Retype the listing below word for word, covering only the lines from the one containing "of the forest" through the one containing "(1181, 702)", both included.

■ DATA TO PROCESS:

<<<<

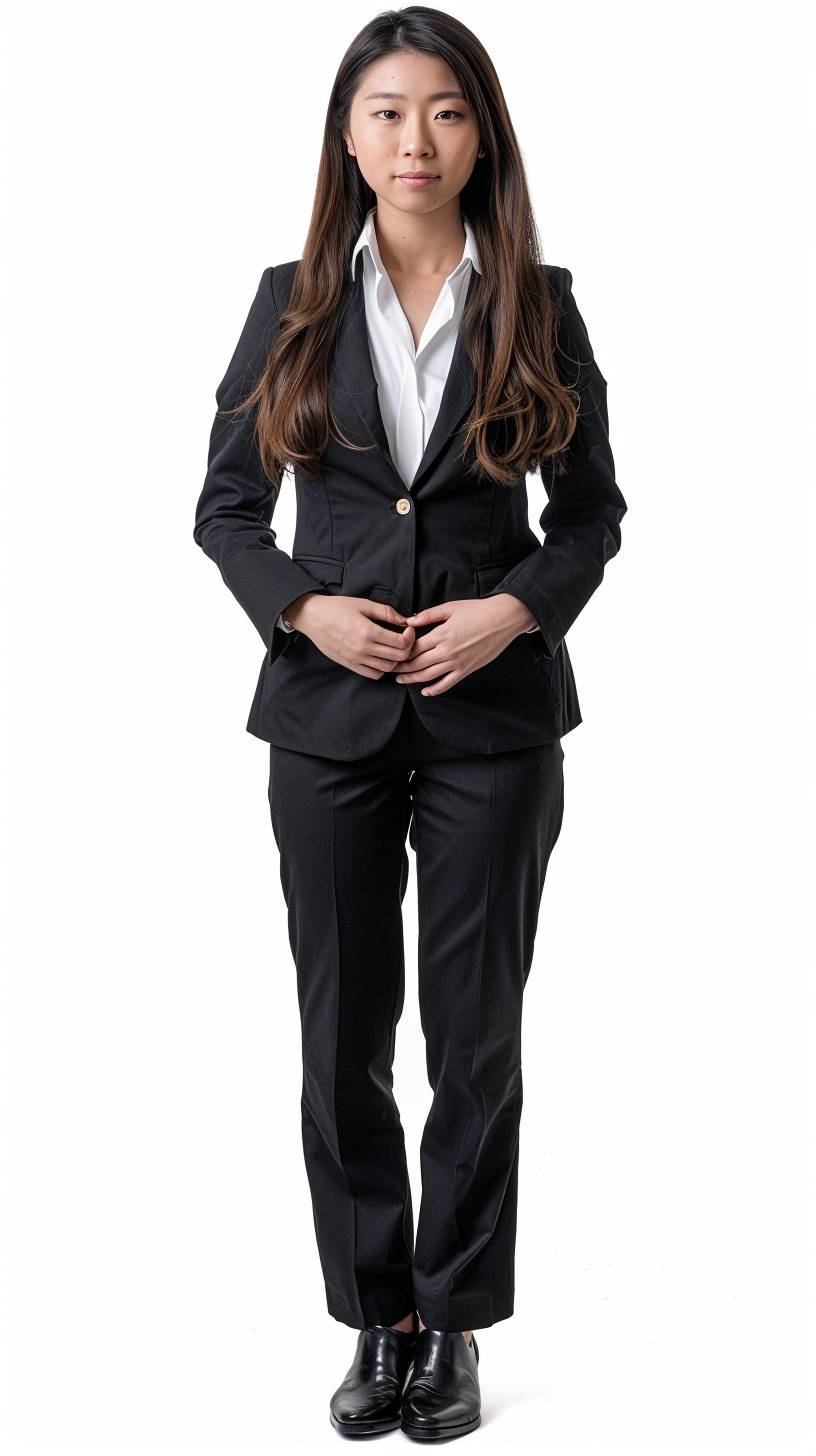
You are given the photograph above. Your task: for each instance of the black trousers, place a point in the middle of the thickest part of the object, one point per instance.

>>>>
<<<<

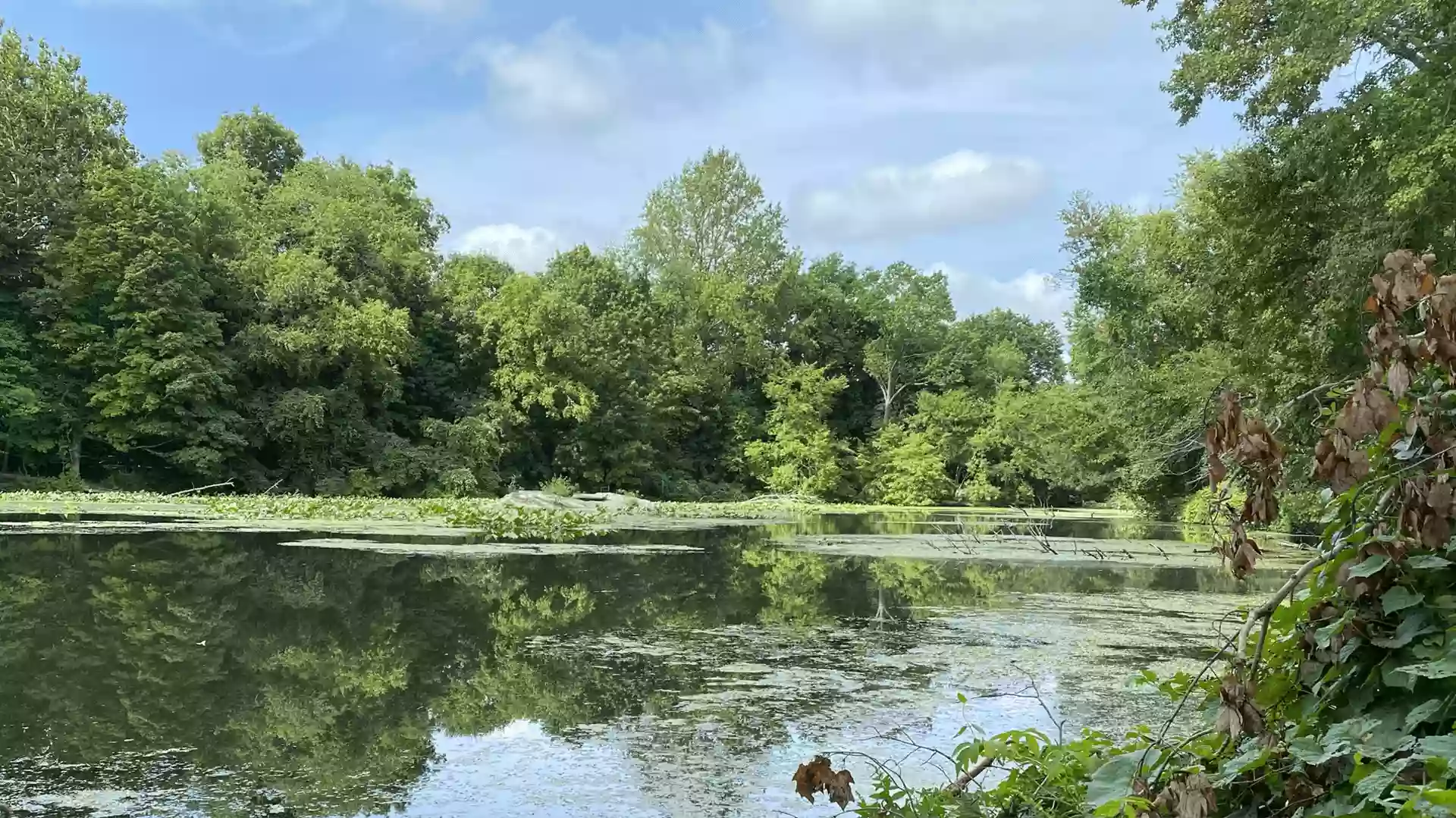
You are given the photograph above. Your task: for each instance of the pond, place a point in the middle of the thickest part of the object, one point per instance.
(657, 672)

>>>>
<<<<

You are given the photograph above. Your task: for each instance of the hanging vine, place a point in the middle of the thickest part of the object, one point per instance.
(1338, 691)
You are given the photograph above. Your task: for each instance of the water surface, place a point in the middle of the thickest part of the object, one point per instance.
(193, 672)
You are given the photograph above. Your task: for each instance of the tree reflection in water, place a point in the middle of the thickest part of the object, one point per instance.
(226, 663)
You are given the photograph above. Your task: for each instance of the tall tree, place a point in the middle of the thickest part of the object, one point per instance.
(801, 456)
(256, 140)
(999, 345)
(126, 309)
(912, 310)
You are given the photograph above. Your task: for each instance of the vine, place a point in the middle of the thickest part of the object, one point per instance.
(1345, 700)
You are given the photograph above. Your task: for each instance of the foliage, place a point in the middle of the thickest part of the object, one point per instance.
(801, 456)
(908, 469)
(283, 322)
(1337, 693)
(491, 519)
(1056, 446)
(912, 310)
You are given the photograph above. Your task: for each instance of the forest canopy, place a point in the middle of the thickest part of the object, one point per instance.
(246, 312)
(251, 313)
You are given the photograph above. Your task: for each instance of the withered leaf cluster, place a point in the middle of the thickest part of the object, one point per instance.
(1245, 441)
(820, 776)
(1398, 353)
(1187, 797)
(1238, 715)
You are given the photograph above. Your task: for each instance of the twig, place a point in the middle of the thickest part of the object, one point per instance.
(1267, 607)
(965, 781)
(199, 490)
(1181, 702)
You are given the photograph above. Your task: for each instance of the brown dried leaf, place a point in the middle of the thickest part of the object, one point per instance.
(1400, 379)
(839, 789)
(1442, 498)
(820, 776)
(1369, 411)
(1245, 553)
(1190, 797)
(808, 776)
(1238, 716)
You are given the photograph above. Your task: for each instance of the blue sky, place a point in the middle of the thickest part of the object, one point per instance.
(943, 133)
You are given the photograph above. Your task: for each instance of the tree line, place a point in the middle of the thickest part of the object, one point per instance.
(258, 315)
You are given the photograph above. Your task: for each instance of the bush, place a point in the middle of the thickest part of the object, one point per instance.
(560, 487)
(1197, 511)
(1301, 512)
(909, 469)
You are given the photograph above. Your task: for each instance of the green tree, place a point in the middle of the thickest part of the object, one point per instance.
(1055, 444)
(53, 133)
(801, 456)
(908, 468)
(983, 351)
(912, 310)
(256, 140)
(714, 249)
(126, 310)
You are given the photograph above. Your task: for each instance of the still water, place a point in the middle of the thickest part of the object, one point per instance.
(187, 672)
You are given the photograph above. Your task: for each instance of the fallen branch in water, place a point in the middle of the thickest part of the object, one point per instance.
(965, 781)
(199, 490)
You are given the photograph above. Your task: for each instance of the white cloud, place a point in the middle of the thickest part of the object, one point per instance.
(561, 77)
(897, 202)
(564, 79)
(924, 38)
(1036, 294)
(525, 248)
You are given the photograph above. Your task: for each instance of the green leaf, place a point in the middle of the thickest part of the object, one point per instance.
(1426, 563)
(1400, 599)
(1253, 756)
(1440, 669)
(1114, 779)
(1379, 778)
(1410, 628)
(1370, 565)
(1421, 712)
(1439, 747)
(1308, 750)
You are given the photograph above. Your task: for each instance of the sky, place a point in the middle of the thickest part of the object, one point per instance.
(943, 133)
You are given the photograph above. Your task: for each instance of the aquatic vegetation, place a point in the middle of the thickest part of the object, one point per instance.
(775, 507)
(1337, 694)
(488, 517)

>>>>

■ EXERCISE RESPONSE:
You are given the photograph above. Your task: for each instance of the forest canopy, place a point in the middle of the thickest part of the object, one point per instance.
(246, 312)
(251, 313)
You are given the photograph above. Your task: for each instance of the withered leaf cluster, place a point in the middle of the thickest part of the object, one point per instance.
(1245, 441)
(820, 776)
(1398, 353)
(1187, 797)
(1238, 715)
You are given the photograph above. Your task: for each instance of the twig, place a point in the middle of the thickest part of the object, one point per instance.
(1267, 607)
(965, 781)
(199, 490)
(1181, 702)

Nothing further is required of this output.